**DATA ROWS**
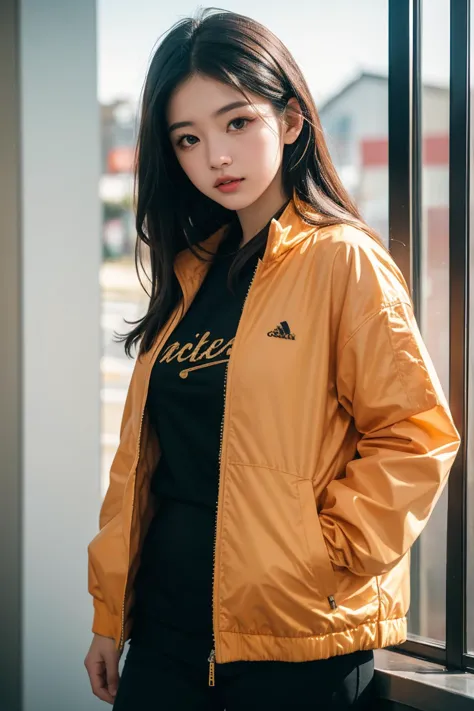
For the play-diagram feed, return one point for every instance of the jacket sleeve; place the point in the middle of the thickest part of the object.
(385, 380)
(111, 508)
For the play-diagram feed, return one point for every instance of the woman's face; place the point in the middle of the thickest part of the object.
(218, 136)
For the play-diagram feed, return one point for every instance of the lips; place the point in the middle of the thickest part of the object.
(226, 179)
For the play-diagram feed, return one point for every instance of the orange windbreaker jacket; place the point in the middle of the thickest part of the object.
(335, 446)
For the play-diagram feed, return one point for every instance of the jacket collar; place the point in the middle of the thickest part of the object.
(284, 234)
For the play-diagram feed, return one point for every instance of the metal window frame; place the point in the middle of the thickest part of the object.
(405, 234)
(459, 159)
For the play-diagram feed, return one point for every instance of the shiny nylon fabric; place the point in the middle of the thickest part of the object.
(335, 448)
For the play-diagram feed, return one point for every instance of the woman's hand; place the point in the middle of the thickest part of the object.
(102, 663)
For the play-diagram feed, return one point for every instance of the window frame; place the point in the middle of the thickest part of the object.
(405, 233)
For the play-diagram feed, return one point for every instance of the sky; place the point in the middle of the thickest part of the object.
(331, 41)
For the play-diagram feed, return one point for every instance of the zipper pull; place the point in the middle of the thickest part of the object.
(211, 660)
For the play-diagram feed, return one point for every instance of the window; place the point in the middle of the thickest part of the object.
(427, 618)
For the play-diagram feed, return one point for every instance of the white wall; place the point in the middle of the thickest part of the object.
(52, 254)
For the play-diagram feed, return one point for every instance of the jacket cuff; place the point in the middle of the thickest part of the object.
(104, 623)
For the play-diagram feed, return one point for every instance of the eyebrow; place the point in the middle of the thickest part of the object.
(223, 110)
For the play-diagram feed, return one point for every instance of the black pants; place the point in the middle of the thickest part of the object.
(163, 682)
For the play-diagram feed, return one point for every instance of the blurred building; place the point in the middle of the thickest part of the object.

**OBJECTIVE**
Could you convert every line of the listing above into a numbered list, leaving out blank lines and the pictures?

**RESULT**
1. For the play-diagram feed, return one point for every instance of the jacket sleeve; place the point in the middle of the thickest part of the object.
2. (385, 380)
3. (111, 508)
4. For the play-diagram feed, return one point for every instance of the woman's face; place the point in the middle of the thickest part of the object.
5. (218, 136)
6. For the play-diagram feed, return one point for every instance of the lips; place the point in the middle of the thickest part of the object.
7. (226, 179)
8. For the play-diagram feed, return one point for every instance of the orange windbreaker jacket; place the point in the middle of the thickest part of the object.
9. (335, 446)
10. For the play-diagram feed, return one point for every instance of the jacket collar; place the point in the middle of the thickest part of the object.
11. (284, 234)
12. For the play-diagram feed, return one point for every instance of the metal window frame; place the point in the middle of the thickest part of the object.
13. (405, 234)
14. (459, 159)
15. For the play-diagram feed, return one point for every instance of the shiny nylon fabric; place the point in the middle of the thickest part of the object.
16. (335, 448)
17. For the play-diagram feed, return one point for every instance of the woman's hand; place the point in the middle of the thickest part of the object.
18. (102, 663)
19. For the play-diagram feed, return one point for every instance of the window frame; place the point in the middle of the thickest part of the object.
20. (405, 233)
21. For the play-diagram feed, return one point for every instance of the sky; place the point in the middle of the thickest part of the object.
22. (331, 41)
23. For the play-diagram feed, return one point for every instance of the zipper pull; place the point in the middle of the thickest part of the object.
24. (211, 660)
25. For the play-diagram feed, return one point for every instance of the window; place the point in the middle of the thickest part of the object.
26. (427, 618)
27. For the play-diagram feed, return one point for every instance of the white wall; place the point in the middle of the thickest part of the object.
28. (52, 254)
29. For the play-diagram feed, return one point for every instance of the jacket cuff; place the point in the middle of the thickest part of the object.
30. (104, 623)
31. For the play-diagram feed, return one point for every instance of the eyebrow; place the point in the middle of the thickest part of the object.
32. (223, 110)
33. For the play-diagram feed, return one point for every instance of the black pants; place the point in the middle of the thickest part of the object.
34. (163, 682)
35. For the play-diagram feed, return one point for every instance of the blurred building; place the point in the middle of the thickest part of the object.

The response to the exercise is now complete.